(Stored data entries)
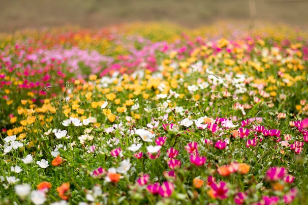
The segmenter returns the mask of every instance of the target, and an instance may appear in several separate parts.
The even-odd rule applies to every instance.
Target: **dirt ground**
[[[0,32],[134,21],[195,28],[216,20],[265,20],[305,28],[308,0],[0,0]]]

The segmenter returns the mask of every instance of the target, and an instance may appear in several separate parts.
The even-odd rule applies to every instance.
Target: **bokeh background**
[[[163,21],[188,27],[221,20],[308,24],[308,0],[0,0],[0,32]]]

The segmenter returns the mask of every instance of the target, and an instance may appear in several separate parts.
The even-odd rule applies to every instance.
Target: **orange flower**
[[[227,176],[233,173],[233,169],[230,166],[224,166],[217,169],[217,172],[222,176]]]
[[[58,156],[51,162],[51,165],[55,166],[59,166],[62,163],[62,158],[60,157],[60,155],[58,155]]]
[[[66,192],[69,190],[69,183],[65,182],[63,183],[60,186],[57,188],[57,191],[61,199],[64,200],[66,200],[68,199],[69,194],[67,194]]]
[[[192,180],[192,184],[193,186],[197,189],[200,189],[203,185],[204,181],[199,178],[195,178]]]
[[[52,187],[50,183],[47,181],[42,181],[36,185],[36,188],[40,191],[43,190],[45,192],[48,191]]]
[[[239,170],[238,171],[240,173],[245,174],[248,173],[249,170],[250,169],[250,166],[245,163],[239,164]]]
[[[120,181],[120,179],[121,177],[121,174],[117,174],[114,173],[110,173],[108,174],[108,177],[113,182],[117,182]]]

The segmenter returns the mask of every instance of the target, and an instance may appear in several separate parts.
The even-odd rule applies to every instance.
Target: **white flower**
[[[168,97],[167,94],[158,94],[156,95],[157,99],[164,99]]]
[[[131,166],[131,164],[129,163],[129,159],[124,159],[121,162],[121,166],[117,169],[117,172],[121,174],[126,173],[129,170]]]
[[[68,202],[65,200],[62,200],[58,202],[54,202],[50,204],[50,205],[68,205]]]
[[[16,173],[19,173],[22,172],[23,170],[19,166],[15,166],[15,167],[11,167],[11,171],[15,172]]]
[[[32,157],[31,154],[29,154],[26,156],[26,158],[22,159],[21,160],[23,160],[23,162],[24,162],[25,164],[30,164],[33,160],[33,157]]]
[[[161,146],[159,146],[159,145],[156,145],[155,146],[153,146],[152,145],[150,145],[150,146],[147,146],[147,150],[148,150],[148,152],[150,152],[151,153],[154,153],[158,152],[158,151],[160,150],[161,148]]]
[[[63,126],[67,127],[70,124],[73,124],[75,126],[79,126],[82,125],[82,123],[79,119],[75,117],[69,117],[69,119],[63,121],[62,124]]]
[[[31,186],[28,184],[19,184],[15,186],[15,192],[22,199],[25,199],[31,191]]]
[[[135,103],[131,106],[130,107],[131,110],[136,110],[139,108],[139,104],[138,103]]]
[[[135,134],[140,136],[142,140],[145,142],[152,142],[152,138],[154,137],[154,135],[152,133],[144,129],[136,130]]]
[[[3,140],[6,143],[9,143],[11,141],[15,141],[16,140],[16,135],[12,135],[11,136],[6,137],[5,138],[3,139]]]
[[[192,120],[189,120],[188,118],[185,118],[181,121],[180,124],[181,125],[185,126],[186,127],[188,127],[190,126],[193,123],[193,121]]]
[[[142,144],[141,143],[133,144],[128,147],[128,150],[134,152],[137,151],[139,150],[140,148],[141,148],[141,146],[142,146]]]
[[[31,192],[31,201],[35,205],[42,205],[46,201],[45,193],[39,191],[32,191]]]
[[[19,181],[19,179],[16,178],[15,176],[6,176],[7,183],[9,184],[15,184]]]
[[[48,161],[46,159],[42,159],[40,161],[37,161],[36,164],[38,165],[41,168],[47,168],[48,165]]]
[[[59,129],[58,130],[58,132],[55,133],[55,135],[56,137],[58,139],[61,139],[62,137],[65,137],[67,134],[67,130],[61,130]]]

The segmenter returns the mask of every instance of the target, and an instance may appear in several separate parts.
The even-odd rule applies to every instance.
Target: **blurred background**
[[[153,21],[196,28],[251,19],[306,28],[308,9],[308,0],[0,0],[0,32]]]

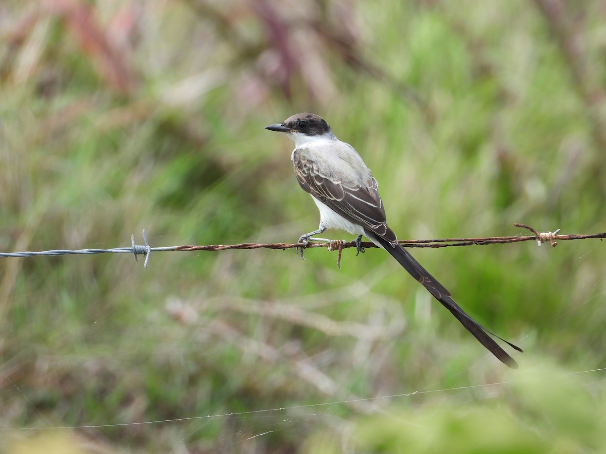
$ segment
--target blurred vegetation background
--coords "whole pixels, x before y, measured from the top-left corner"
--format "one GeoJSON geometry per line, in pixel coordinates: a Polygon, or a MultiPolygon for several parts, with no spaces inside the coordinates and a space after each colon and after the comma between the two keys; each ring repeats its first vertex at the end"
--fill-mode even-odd
{"type": "MultiPolygon", "coordinates": [[[[2,251],[293,242],[299,111],[401,239],[606,229],[602,2],[4,0],[0,40],[2,251]]],[[[603,451],[604,247],[413,251],[518,371],[377,249],[1,258],[0,452],[603,451]]]]}

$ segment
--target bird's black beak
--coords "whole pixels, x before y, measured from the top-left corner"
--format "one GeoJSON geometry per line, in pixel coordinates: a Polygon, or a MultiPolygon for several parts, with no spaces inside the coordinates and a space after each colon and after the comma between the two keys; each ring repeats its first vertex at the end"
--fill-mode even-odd
{"type": "Polygon", "coordinates": [[[290,133],[291,131],[290,128],[283,123],[266,126],[265,129],[270,131],[277,131],[278,133],[290,133]]]}

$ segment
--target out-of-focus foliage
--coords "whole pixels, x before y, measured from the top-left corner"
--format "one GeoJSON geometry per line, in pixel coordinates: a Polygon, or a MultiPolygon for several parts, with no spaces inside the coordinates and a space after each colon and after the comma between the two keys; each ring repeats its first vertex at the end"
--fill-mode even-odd
{"type": "MultiPolygon", "coordinates": [[[[604,24],[586,0],[3,1],[0,251],[294,241],[316,209],[263,128],[299,111],[402,239],[604,231],[604,24]]],[[[604,367],[604,250],[413,251],[518,372],[376,249],[0,258],[0,452],[599,450],[606,378],[567,374],[604,367]]]]}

=== What the task asks ===
Copy the records word for word, from the start of the records up to and including the line containing "[[[163,21],[188,27],[221,20],[308,24],[308,0],[0,0],[0,32]]]", and leave the pictures out.

=== Response below ===
The segmenter returns the mask of every instance of the target, and an instance may appear in several separate parts.
The even-odd rule applies to every instance.
Target: **dirt ground**
[[[0,32],[134,21],[195,28],[216,20],[265,20],[305,28],[308,0],[0,0]]]

The segmenter returns the mask of every instance of the target, and an instance may appear in several separate parts.
The even-odd rule applies to every instance.
Target: **bokeh background**
[[[163,21],[188,27],[221,20],[308,24],[308,0],[0,0],[0,32]]]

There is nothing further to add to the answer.